Exercise
What's required is a verbatim printout of all the data.

(Records from a data collection)
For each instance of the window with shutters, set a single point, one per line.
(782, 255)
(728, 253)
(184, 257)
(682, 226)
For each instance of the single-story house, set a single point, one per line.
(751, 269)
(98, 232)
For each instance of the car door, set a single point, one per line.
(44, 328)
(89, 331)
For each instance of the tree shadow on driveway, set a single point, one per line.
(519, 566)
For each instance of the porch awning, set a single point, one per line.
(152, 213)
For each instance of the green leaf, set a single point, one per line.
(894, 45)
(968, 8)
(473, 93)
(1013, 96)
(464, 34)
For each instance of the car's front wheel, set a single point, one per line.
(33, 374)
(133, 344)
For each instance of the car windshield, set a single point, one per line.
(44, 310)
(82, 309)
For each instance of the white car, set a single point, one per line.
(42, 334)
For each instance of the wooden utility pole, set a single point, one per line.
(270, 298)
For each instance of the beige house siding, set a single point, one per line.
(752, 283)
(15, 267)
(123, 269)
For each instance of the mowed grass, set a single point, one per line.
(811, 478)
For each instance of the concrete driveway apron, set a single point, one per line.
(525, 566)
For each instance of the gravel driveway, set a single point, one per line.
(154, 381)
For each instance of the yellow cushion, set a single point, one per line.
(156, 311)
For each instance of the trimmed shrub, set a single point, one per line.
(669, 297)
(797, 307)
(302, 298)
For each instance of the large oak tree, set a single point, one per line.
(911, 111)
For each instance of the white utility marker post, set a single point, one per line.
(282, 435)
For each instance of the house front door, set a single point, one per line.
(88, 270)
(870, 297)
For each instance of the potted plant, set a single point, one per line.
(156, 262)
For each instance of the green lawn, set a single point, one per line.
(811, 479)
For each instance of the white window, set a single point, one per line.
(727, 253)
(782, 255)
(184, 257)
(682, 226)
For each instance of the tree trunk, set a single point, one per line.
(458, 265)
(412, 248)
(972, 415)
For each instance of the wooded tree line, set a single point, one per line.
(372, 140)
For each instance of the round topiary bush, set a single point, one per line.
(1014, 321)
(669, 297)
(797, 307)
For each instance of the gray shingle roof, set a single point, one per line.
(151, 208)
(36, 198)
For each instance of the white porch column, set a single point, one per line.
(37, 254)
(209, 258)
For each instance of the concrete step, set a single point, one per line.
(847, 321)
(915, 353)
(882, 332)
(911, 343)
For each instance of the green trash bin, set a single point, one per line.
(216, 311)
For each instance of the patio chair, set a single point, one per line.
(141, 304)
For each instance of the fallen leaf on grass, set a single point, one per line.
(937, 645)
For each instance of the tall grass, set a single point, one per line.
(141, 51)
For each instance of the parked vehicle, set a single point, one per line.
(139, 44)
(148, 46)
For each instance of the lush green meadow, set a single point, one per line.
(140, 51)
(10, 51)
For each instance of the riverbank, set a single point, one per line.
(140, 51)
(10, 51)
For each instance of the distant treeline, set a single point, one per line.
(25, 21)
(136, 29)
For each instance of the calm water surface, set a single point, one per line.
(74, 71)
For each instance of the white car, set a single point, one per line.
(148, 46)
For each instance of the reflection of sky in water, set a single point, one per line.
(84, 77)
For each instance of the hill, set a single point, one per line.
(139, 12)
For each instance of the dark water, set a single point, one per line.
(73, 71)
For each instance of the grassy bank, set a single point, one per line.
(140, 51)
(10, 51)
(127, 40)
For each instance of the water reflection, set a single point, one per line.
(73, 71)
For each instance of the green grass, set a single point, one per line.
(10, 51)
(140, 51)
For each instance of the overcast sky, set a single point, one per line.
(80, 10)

Reply to the task
For each instance of the window with shutters, set a single point, one per line.
(782, 255)
(728, 253)
(184, 257)
(682, 226)
For each instance of the single-story house, set a single point, one per line.
(751, 269)
(98, 232)
For each instance of the car door, set a single point, one per line.
(44, 328)
(89, 331)
For each instance of the tree shadow on driveway, set a single point, one per line.
(519, 566)
For each instance of the porch awning, set a single point, one per line.
(152, 213)
For each instance of the green leaf, set a single point, one per line.
(894, 45)
(968, 8)
(473, 93)
(1013, 96)
(464, 34)
For each instance of the car's front wheel, set a single point, one per line.
(33, 374)
(133, 344)
For each instance of the car windshield, set a single point, one per line.
(44, 310)
(82, 309)
For each instance of the white car, set a single point, one per line.
(42, 334)
For each instance of the wooden utility pole, set a single point, one per line.
(270, 298)
For each instance of the beige house siding, set a single point, one per line.
(752, 283)
(15, 267)
(123, 269)
For each instance of the mowed grass, set a single point, one per line.
(811, 478)
For each instance of the concrete driveway apron, set a single point, one per line.
(525, 566)
For each instance of the gravel driveway, set a single point, one per line.
(154, 381)
For each instance of the yellow cushion, set a single point, one per line.
(156, 311)
For each instance of the trimmed shrub, set a single point, one per line.
(669, 297)
(797, 307)
(302, 298)
For each instance of the large oak tree, set a single point, one per line.
(911, 111)
For each instance of the white utility marker post, set a single point, one per line.
(282, 435)
For each instance of the house front door, set a single point, one per line.
(88, 270)
(870, 297)
For each instance of the potted plant, set a single point, one per line.
(156, 262)
For each instance of the green lawn, set a single point, one per line.
(811, 479)
For each instance of the white window, set a single point, one per line.
(727, 253)
(782, 255)
(184, 257)
(682, 226)
For each instance of the tree trunk, set a single point, one per line.
(458, 265)
(412, 248)
(972, 415)
For each instance of the wooded tree line, set a single point, one per line.
(372, 140)
For each instance of the round topiary bush, set a single point, one per line.
(1014, 321)
(669, 297)
(797, 307)
For each instance of the gray shingle roof, set a single point, one per line.
(151, 208)
(36, 198)
For each instance of the white porch column, set a single point, one per line.
(37, 254)
(209, 258)
For each instance of the concrete step, set a single point, one per line.
(847, 321)
(915, 353)
(882, 332)
(911, 343)
For each instance of the green trash bin, set a single point, one per line.
(216, 311)
For each instance of the patio chair, set a single point, one per line.
(141, 304)
For each instance of the fallen leaf on grass, set a single point, one per line.
(937, 645)
For each instance of the tall grass, set a single point, one per line.
(141, 51)
For each instance of the parked vehicle, set a single point, one per line.
(139, 44)
(148, 46)
For each instance of the lush green meadow, set a single point, one per line.
(140, 51)
(10, 51)
For each instance of the riverbank, set a single point, one per line.
(140, 51)
(10, 51)
For each instance of the distant treeline, set a single point, one per line.
(25, 21)
(136, 29)
For each instance of the calm water surface, set a single point, one per line.
(74, 71)
For each instance of the white car, set a single point, one per line.
(148, 46)
For each instance of the reflection of sky in water, set a single point, one per line.
(84, 77)
For each instance of the hill, set a single point, one per line.
(139, 12)
For each instance of the dark water, set a single point, one per line.
(73, 71)
For each instance of the grassy bank, set a single point, one per line.
(140, 51)
(10, 51)
(127, 40)
For each instance of the water reflection, set a single point, one per line.
(73, 71)
For each instance of the green grass, set a single point, one per line.
(10, 51)
(140, 51)
For each instance of the overcast sky, set a single point, one per line.
(80, 10)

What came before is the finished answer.